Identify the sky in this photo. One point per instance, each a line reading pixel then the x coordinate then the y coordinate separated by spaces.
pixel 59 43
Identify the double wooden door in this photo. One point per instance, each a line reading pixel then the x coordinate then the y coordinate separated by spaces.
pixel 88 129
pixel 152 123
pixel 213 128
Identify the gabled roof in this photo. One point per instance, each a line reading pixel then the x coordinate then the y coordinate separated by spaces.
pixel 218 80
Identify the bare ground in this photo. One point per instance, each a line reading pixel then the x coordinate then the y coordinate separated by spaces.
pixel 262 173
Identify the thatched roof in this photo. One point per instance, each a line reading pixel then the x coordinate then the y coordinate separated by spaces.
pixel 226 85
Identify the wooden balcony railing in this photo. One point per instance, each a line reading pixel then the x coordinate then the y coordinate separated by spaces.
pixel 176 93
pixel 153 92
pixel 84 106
============
§ REQUEST
Lay out all lines of the entries above as a JSON list of strings, one string per line, with blank lines omitted.

§ RESPONSE FOR THIS EXERCISE
[
  "Identify the sky in this photo. One point per instance, each a line reading pixel then the x coordinate then the y coordinate separated by spaces.",
  "pixel 59 43",
  "Identify the double wooden door in this photo. One point per instance, each a line reading pixel then the x coordinate then the y coordinate separated by spaces.",
  "pixel 88 129",
  "pixel 152 123",
  "pixel 213 128",
  "Identify the gabled roof in this photo. One point per instance, each a line reading pixel then the x coordinate then the y coordinate separated by spaces.",
  "pixel 218 80",
  "Identify the bare ground in this photo. One point per instance, each a line reading pixel then the x coordinate then the y coordinate separated by spaces.",
  "pixel 262 173",
  "Identify the thatched roof in this photo. One point per instance, each a line reading pixel then the x coordinate then the y coordinate separated by spaces.",
  "pixel 226 85",
  "Identify the wooden balcony railing in this photo. One point per instance, each a line reading pixel then the x coordinate then the y coordinate separated by spaces.",
  "pixel 176 93",
  "pixel 153 92",
  "pixel 84 106"
]